▶ Exercise: Please return the entries, omitting and altering nothing.

▶ Supplied records:

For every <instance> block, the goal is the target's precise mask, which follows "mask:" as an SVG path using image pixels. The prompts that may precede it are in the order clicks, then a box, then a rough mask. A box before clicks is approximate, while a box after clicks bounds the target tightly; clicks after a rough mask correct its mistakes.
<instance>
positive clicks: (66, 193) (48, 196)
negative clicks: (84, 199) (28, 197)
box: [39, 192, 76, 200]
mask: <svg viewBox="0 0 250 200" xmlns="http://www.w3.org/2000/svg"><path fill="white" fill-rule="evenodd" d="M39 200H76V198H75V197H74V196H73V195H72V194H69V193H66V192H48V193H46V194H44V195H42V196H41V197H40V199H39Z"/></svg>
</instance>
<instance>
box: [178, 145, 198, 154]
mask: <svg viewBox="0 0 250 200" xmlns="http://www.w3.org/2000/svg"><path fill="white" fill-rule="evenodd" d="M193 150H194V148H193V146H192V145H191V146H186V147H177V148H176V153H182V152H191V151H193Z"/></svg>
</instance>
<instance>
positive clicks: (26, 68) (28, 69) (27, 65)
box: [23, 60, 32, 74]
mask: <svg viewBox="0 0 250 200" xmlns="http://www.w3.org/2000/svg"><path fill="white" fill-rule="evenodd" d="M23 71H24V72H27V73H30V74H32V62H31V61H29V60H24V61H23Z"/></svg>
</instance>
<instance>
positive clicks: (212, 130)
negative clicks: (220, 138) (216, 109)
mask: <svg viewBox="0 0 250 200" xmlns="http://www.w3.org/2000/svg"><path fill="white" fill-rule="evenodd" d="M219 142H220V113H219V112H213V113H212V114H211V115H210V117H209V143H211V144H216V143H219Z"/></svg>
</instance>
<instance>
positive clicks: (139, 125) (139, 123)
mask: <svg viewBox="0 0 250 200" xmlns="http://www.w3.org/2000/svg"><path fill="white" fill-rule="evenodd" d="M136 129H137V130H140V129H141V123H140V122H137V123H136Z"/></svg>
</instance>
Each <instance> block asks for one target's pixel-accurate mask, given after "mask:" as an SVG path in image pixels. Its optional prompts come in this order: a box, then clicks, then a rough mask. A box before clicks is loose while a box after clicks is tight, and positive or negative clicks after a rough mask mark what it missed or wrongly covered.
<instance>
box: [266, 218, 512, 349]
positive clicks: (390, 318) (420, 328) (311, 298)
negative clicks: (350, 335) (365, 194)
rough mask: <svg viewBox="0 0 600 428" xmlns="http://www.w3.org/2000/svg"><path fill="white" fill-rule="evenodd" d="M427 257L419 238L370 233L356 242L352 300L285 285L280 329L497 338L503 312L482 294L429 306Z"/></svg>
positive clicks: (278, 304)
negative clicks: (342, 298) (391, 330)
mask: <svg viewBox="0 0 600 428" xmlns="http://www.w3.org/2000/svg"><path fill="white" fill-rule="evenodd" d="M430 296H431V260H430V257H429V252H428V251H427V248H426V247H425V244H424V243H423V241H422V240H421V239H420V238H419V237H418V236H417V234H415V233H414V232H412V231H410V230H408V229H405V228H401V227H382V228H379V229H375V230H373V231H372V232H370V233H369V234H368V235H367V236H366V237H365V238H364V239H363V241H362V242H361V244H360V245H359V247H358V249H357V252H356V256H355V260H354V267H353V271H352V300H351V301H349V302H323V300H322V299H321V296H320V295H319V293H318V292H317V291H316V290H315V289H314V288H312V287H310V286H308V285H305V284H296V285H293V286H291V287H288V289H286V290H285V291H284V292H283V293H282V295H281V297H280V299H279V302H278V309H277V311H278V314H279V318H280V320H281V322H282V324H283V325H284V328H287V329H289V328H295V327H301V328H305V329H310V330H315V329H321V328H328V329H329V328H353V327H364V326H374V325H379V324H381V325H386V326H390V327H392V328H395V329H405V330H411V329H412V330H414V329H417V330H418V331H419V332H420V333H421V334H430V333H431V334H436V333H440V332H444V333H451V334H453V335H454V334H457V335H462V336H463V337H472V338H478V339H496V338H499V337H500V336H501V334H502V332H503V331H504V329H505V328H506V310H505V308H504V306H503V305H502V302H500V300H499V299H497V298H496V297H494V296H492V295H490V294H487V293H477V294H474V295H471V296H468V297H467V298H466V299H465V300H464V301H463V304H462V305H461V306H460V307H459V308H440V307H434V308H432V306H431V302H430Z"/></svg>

▶ Reply:
For every <instance> block, the goal is the target's precise mask, which follows "mask:" as an SVG path using image pixels. The prompts that may precede it are in the order clicks, then a box, then a rough mask. A box before clicks is approximate, while a box after clicks bounds the target tightly; clicks after a rough mask correct its mistakes.
<instance>
positive clicks: (66, 193) (48, 196)
negative clicks: (84, 199) (28, 197)
box: [39, 192, 76, 200]
mask: <svg viewBox="0 0 250 200" xmlns="http://www.w3.org/2000/svg"><path fill="white" fill-rule="evenodd" d="M39 200H76V198H75V197H74V196H73V195H72V194H69V193H66V192H48V193H46V194H44V195H42V196H41V197H40V199H39Z"/></svg>
</instance>
<instance>
box: [178, 145, 198, 154]
mask: <svg viewBox="0 0 250 200" xmlns="http://www.w3.org/2000/svg"><path fill="white" fill-rule="evenodd" d="M193 150H194V148H193V146H192V145H191V146H186V147H177V148H176V153H182V152H191V151H193Z"/></svg>
</instance>
<instance>
positive clicks: (26, 68) (28, 69) (27, 65)
box: [23, 60, 32, 74]
mask: <svg viewBox="0 0 250 200" xmlns="http://www.w3.org/2000/svg"><path fill="white" fill-rule="evenodd" d="M23 71H24V72H27V73H30V74H32V62H31V61H29V60H24V61H23Z"/></svg>
</instance>
<instance>
positive clicks: (212, 130)
negative clicks: (220, 138) (216, 109)
mask: <svg viewBox="0 0 250 200" xmlns="http://www.w3.org/2000/svg"><path fill="white" fill-rule="evenodd" d="M219 142H220V113H219V112H213V113H212V114H211V115H210V117H209V143H211V144H216V143H219Z"/></svg>
</instance>
<instance>
positive clicks: (139, 125) (139, 123)
mask: <svg viewBox="0 0 250 200" xmlns="http://www.w3.org/2000/svg"><path fill="white" fill-rule="evenodd" d="M136 129H137V130H140V129H141V123H140V122H137V123H136Z"/></svg>
</instance>
Each <instance> block asks for one target's pixel-accurate mask, given after "mask:" as an SVG path in image pixels. Its optional prompts come in this order: a box, then clicks, then a rough mask. A box before clicks is loose while a box after clicks is tight, and positive or negative clicks after a rough mask mark what it missed or wrongly covered.
<instance>
box: [266, 218, 512, 349]
positive clicks: (390, 318) (420, 328) (311, 298)
negative clicks: (350, 335) (365, 194)
rough mask: <svg viewBox="0 0 600 428" xmlns="http://www.w3.org/2000/svg"><path fill="white" fill-rule="evenodd" d="M427 257L419 238L370 233L356 242L352 300L285 285L280 329L497 338L503 312L482 294L429 306Z"/></svg>
positive clicks: (278, 304)
negative clicks: (342, 298) (391, 330)
mask: <svg viewBox="0 0 600 428" xmlns="http://www.w3.org/2000/svg"><path fill="white" fill-rule="evenodd" d="M430 296H431V260H430V257H429V252H428V251H427V248H426V247H425V244H424V243H423V241H422V240H421V239H420V238H419V237H418V236H417V234H415V233H414V232H412V231H410V230H408V229H405V228H401V227H382V228H379V229H375V230H373V231H372V232H370V233H369V234H368V235H367V236H366V237H365V238H364V239H363V241H362V242H361V244H360V245H359V247H358V249H357V252H356V256H355V260H354V267H353V271H352V300H351V301H349V302H323V300H322V299H321V296H320V295H319V293H318V292H317V291H316V290H315V289H314V288H312V287H310V286H308V285H305V284H296V285H293V286H291V287H288V289H286V290H285V291H284V292H283V293H282V295H281V297H280V299H279V302H278V309H277V311H278V314H279V318H280V320H281V322H282V324H283V325H284V328H287V329H289V328H295V327H301V328H305V329H310V330H315V329H321V328H328V329H329V328H353V327H364V326H374V325H379V324H381V325H386V326H390V327H392V328H395V329H405V330H411V329H412V330H414V329H417V330H418V331H419V332H420V333H421V334H430V333H431V334H436V333H440V332H444V333H451V334H453V335H454V334H457V335H462V336H463V337H472V338H478V339H496V338H499V337H500V336H501V334H502V332H503V331H504V329H505V328H506V310H505V308H504V306H503V305H502V302H500V300H499V299H497V298H496V297H494V296H492V295H490V294H487V293H477V294H474V295H471V296H468V297H467V298H466V299H465V300H464V301H463V304H462V305H461V306H460V307H459V308H440V307H434V308H432V306H431V302H430Z"/></svg>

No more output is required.